SHORT PROBLEM: Swap "bokeh light" for "blurred light" in the data below, covering the lines from the one with "Q: Locate the man in" through the end of the data, and return only those lines with everything else left unchanged.

------------------------------

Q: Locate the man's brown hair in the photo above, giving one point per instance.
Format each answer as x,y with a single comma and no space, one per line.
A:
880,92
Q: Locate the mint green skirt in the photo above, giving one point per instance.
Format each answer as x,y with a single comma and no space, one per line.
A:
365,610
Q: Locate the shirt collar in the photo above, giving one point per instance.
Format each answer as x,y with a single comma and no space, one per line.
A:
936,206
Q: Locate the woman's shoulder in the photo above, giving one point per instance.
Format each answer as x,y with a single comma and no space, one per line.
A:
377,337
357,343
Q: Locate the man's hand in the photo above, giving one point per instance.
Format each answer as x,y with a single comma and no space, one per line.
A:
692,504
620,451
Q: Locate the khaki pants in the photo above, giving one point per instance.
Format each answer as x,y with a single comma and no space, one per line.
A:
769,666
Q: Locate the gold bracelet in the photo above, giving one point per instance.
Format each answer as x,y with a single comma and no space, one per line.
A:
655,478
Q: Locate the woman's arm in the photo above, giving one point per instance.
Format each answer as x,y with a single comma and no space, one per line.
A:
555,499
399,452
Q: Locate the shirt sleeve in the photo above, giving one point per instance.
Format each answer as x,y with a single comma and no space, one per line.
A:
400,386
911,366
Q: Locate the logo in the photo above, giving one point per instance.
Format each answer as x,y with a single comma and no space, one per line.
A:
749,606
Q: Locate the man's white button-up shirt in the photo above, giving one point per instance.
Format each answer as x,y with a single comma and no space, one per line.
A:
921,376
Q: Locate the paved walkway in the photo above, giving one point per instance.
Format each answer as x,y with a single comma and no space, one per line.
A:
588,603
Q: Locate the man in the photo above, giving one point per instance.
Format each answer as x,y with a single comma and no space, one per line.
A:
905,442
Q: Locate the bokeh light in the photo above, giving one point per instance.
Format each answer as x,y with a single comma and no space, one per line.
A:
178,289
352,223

------------------------------

THE ANSWER:
Q: Locate the man in the photo above, giving one point per instance.
Format each answer as x,y with a single comma and no space, one per line.
A:
905,442
Q: Locate the blurred light in the photo above, giving one point per instance.
Format each answer as x,y with a single comma and no space, one per line.
A:
178,289
352,223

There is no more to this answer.